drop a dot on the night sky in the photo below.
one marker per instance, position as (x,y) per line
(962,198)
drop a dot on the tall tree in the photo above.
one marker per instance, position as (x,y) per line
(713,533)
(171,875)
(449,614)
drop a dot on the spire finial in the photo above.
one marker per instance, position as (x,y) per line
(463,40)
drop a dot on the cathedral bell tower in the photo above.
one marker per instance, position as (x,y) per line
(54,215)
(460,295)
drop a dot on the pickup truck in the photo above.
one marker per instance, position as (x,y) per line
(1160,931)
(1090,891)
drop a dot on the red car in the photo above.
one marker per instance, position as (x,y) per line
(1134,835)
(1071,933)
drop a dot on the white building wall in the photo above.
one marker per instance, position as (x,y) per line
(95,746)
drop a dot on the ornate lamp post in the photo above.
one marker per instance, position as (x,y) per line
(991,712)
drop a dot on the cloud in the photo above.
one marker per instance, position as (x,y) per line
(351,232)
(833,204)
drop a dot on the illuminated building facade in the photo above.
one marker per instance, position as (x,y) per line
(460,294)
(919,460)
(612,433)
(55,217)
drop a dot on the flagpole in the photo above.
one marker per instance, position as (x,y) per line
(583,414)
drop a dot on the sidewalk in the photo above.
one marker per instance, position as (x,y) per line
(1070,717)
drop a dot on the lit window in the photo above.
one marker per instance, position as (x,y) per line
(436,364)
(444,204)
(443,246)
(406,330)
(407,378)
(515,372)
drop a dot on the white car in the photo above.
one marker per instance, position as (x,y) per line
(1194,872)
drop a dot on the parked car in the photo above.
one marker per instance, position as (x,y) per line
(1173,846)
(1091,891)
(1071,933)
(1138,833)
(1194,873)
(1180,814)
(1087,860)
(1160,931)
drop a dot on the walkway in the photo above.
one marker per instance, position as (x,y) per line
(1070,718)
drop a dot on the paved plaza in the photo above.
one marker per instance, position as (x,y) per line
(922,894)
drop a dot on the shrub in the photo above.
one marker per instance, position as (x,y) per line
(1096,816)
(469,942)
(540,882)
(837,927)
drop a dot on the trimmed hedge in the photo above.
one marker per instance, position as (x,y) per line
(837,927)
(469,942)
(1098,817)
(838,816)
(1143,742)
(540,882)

=-=-=

▸ **WHAT YOU SHOULD DO**:
Among the lines above, find those with the string "building" and copy them.

▸ **ANSWER TO THE PROBLEM**:
drop a dot on the white building wall in the photo above.
drop a dot on the illuminated building facade in the photo above.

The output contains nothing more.